Copy out every item below, replacing each "grassland" with "meadow" and leaving everything else unchanged.

RECORDS FOR THIS TASK:
----
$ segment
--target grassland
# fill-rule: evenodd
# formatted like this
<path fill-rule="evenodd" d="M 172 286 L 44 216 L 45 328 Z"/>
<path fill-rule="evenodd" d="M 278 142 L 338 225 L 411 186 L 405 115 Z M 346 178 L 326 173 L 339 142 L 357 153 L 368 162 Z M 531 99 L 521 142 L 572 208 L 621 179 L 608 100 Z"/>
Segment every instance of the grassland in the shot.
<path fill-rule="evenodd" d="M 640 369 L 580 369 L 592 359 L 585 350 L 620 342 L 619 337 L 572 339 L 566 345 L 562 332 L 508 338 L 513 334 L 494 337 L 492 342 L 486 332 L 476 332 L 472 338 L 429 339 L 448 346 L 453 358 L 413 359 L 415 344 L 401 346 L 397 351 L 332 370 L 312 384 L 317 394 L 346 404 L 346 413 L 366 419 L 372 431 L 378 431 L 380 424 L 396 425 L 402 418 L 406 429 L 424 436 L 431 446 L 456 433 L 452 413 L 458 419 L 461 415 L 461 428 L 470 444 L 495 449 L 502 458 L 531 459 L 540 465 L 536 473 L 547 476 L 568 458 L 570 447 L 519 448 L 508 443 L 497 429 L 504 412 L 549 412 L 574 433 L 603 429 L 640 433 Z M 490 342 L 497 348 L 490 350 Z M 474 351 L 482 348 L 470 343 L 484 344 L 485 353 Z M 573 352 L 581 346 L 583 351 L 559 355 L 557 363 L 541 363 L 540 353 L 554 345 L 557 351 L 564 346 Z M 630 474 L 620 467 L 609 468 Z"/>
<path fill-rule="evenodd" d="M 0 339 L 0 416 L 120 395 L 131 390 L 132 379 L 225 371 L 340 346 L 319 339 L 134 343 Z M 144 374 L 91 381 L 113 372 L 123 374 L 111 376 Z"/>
----
FINISHED EXERCISE:
$ segment
--target meadow
# fill-rule: evenodd
# formatted like this
<path fill-rule="evenodd" d="M 172 286 L 44 216 L 45 328 Z"/>
<path fill-rule="evenodd" d="M 278 142 L 338 225 L 411 186 L 405 115 Z M 346 178 L 326 173 L 339 142 L 357 153 L 368 162 Z M 531 99 L 521 142 L 572 208 L 621 179 L 608 100 Z"/>
Segment every instance of the meadow in the shot.
<path fill-rule="evenodd" d="M 640 369 L 580 369 L 592 359 L 585 350 L 620 342 L 619 337 L 572 339 L 566 345 L 562 332 L 508 338 L 513 334 L 494 337 L 492 342 L 486 332 L 476 332 L 472 338 L 429 339 L 448 346 L 453 358 L 413 359 L 415 344 L 401 346 L 397 351 L 332 370 L 312 384 L 317 394 L 346 404 L 346 413 L 366 419 L 372 431 L 378 431 L 380 424 L 396 425 L 402 418 L 406 429 L 424 436 L 431 446 L 456 433 L 452 413 L 458 419 L 461 415 L 461 428 L 470 444 L 495 449 L 502 458 L 531 459 L 540 465 L 536 473 L 547 476 L 568 458 L 570 447 L 519 448 L 508 443 L 497 429 L 504 412 L 549 412 L 574 433 L 603 429 L 640 433 Z M 490 342 L 497 348 L 490 350 Z M 474 351 L 482 348 L 470 343 L 484 344 L 485 353 Z M 573 352 L 581 346 L 583 351 L 559 355 L 557 363 L 541 363 L 540 353 L 554 345 L 557 351 L 564 346 Z M 630 474 L 620 467 L 609 468 Z"/>
<path fill-rule="evenodd" d="M 0 339 L 0 416 L 120 395 L 131 390 L 132 379 L 225 371 L 340 346 L 319 339 L 134 343 Z M 144 374 L 91 381 L 113 372 L 123 374 L 111 376 Z"/>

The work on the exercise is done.